→ **Data of labeled boxes**
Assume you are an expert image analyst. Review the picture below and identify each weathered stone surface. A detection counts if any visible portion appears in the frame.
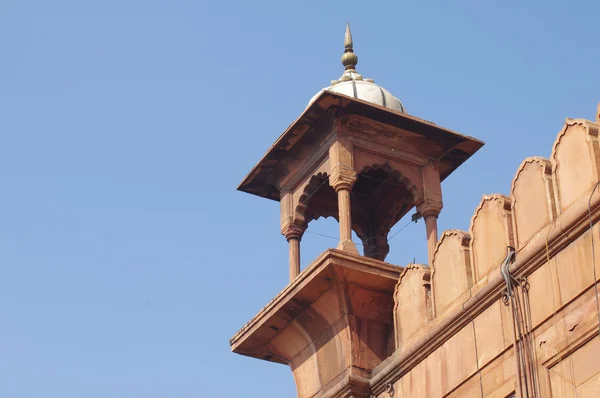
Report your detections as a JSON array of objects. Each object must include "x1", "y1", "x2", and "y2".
[
  {"x1": 511, "y1": 157, "x2": 556, "y2": 248},
  {"x1": 394, "y1": 264, "x2": 431, "y2": 347},
  {"x1": 470, "y1": 194, "x2": 514, "y2": 283},
  {"x1": 431, "y1": 230, "x2": 473, "y2": 316},
  {"x1": 230, "y1": 36, "x2": 600, "y2": 398}
]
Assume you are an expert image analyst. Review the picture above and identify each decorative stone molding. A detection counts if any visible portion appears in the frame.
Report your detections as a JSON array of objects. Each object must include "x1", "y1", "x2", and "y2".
[
  {"x1": 394, "y1": 264, "x2": 431, "y2": 349},
  {"x1": 431, "y1": 229, "x2": 473, "y2": 316},
  {"x1": 417, "y1": 199, "x2": 443, "y2": 218},
  {"x1": 551, "y1": 119, "x2": 600, "y2": 212},
  {"x1": 510, "y1": 156, "x2": 557, "y2": 249}
]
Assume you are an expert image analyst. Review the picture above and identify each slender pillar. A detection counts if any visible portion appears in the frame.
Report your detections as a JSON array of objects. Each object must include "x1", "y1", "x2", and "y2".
[
  {"x1": 417, "y1": 200, "x2": 442, "y2": 265},
  {"x1": 423, "y1": 215, "x2": 438, "y2": 265},
  {"x1": 334, "y1": 184, "x2": 358, "y2": 254},
  {"x1": 288, "y1": 236, "x2": 300, "y2": 282}
]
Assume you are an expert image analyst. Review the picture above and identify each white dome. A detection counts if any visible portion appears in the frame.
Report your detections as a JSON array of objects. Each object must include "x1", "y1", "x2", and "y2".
[
  {"x1": 308, "y1": 71, "x2": 405, "y2": 113},
  {"x1": 307, "y1": 24, "x2": 406, "y2": 113}
]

→ **Your goal**
How many lines of the data above contain the word "expert"? Case counts, so give only the number.

→ **Answer to the task**
4